DATASET CONTENT
____________
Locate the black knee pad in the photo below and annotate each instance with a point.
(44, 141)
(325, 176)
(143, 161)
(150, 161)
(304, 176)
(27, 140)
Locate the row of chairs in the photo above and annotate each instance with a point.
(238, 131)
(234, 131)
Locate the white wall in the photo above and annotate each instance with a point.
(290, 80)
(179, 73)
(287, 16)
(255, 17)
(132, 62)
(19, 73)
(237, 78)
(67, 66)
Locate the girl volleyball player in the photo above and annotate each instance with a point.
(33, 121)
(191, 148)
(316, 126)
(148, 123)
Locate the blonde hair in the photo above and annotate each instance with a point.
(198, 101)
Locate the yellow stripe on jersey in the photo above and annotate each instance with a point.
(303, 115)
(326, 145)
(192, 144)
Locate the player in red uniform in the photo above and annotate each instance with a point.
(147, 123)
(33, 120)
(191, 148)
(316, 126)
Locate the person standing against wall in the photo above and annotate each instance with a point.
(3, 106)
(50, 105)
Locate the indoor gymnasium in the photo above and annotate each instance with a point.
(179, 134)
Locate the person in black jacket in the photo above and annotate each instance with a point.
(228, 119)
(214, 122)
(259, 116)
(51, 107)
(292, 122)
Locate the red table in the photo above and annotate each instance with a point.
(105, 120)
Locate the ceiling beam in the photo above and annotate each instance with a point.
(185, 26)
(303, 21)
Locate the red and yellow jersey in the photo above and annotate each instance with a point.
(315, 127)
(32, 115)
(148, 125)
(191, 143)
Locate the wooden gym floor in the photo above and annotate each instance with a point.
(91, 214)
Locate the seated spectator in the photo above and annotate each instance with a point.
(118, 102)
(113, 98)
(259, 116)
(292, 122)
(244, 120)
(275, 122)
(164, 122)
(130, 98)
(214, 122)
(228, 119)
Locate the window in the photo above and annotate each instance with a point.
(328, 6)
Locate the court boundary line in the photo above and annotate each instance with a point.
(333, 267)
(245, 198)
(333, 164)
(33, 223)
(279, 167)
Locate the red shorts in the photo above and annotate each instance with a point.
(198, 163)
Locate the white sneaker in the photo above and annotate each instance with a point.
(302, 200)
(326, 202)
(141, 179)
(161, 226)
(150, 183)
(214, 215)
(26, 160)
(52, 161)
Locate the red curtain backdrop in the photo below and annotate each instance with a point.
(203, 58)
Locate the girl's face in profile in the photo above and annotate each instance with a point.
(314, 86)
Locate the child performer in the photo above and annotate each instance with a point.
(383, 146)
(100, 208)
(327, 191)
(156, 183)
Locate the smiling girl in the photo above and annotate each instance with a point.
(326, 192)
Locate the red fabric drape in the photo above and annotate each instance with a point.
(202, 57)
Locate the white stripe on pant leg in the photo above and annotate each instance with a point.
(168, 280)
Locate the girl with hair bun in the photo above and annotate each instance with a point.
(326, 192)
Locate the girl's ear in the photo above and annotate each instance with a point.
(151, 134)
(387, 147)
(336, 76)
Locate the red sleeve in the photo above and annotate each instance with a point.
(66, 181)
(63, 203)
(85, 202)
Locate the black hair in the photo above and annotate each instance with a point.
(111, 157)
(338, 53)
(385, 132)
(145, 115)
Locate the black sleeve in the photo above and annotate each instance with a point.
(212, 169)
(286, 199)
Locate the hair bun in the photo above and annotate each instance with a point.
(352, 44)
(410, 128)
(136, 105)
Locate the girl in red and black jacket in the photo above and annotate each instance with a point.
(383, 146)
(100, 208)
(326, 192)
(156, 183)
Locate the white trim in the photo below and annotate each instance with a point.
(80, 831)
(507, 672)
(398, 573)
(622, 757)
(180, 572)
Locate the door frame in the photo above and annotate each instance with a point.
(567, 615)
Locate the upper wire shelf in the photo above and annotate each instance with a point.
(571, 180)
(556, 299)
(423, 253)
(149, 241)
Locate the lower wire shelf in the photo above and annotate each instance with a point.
____________
Take the lines from the one containing "Locate the hair" to the last line of the material above and write them out exactly.

Locate the hair bun in the photo above and annotate each instance with a point.
(352, 44)
(410, 128)
(136, 105)
Locate the girl in red and black jacket in the photo above and annotate each instance with a point.
(383, 146)
(100, 208)
(326, 192)
(156, 183)
Locate the white trim in the photo below and annotate each instance with a point.
(80, 831)
(507, 672)
(398, 573)
(622, 757)
(180, 572)
Locate the door frame in the photo above and annotate each instance with a point.
(567, 615)
Locate the upper wire shelf in the photo above and annotate each instance with a point.
(571, 180)
(556, 299)
(423, 253)
(149, 241)
Locate the lower wire shelf in the photo above and annotate each instance with a point.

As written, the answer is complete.